**SHORT TASK**
Skip the pictures and extract all of the lines exactly as written.

[Start AVAILABLE RECORDS]

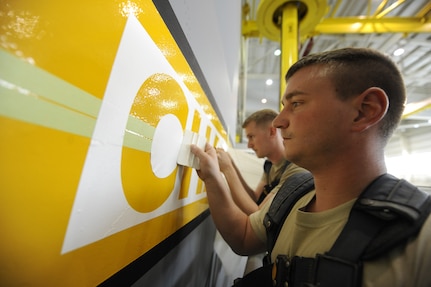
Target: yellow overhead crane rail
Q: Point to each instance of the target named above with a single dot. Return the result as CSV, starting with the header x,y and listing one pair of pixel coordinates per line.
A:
x,y
291,22
312,23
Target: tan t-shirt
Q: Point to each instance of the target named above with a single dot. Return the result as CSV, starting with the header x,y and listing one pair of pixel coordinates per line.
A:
x,y
306,234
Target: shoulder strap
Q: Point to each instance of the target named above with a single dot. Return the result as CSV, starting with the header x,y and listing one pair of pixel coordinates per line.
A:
x,y
270,185
292,189
387,213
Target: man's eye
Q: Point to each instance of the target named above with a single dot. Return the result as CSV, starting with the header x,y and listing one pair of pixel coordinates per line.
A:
x,y
295,104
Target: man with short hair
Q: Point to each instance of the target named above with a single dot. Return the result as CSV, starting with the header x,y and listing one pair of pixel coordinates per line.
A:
x,y
266,141
339,109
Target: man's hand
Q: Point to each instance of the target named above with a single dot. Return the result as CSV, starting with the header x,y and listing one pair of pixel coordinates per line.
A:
x,y
224,159
209,167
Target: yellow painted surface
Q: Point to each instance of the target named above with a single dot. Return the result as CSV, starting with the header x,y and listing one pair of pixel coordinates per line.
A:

[End AVAILABLE RECORDS]

**ANSWER TO THIS PROBLEM**
Target: yellow overhead crane rail
Q: Point to each instance of the target named above with a single dot. Return the result as CSV, starting with the header x,y and listing one pair of pixel coordinates per line.
A:
x,y
291,22
312,23
Target: tan t-shirt
Q: Point to each instance of the target named above with a single dot. Return the result as CSV, starting with the header x,y and listing one pair of pixel coordinates per line.
A:
x,y
306,234
Target: shoulder strap
Q: Point to each instance of the target named above with a single dot. Return the result as CSV, starting with the header x,y and listing one pair of pixel coordinates per line.
A:
x,y
270,185
292,189
387,213
Target: man's eye
Q: Point to each instance of the target named above with a single dot. Return the result as CSV, starting with the header x,y and listing one pair of pixel coordinates per line.
A:
x,y
295,104
Target: man with short hair
Q: Point to each instance of the target named above with a single dot. Return the result as CSV, starting with the header x,y and listing one pair of pixel coordinates per line.
A:
x,y
266,141
339,109
Target: man's hand
Q: Point to each instance of the target named above with a single dot. Return the result as CSV, starting with the header x,y and listing one pair of pixel coordinates per line.
A:
x,y
224,159
209,167
Target: yellow painted surface
Q: Point to each instance of the target named above with a single dot. Return the result as CSV, starting with the header x,y and listing one pair of pixel coordinates per line.
A:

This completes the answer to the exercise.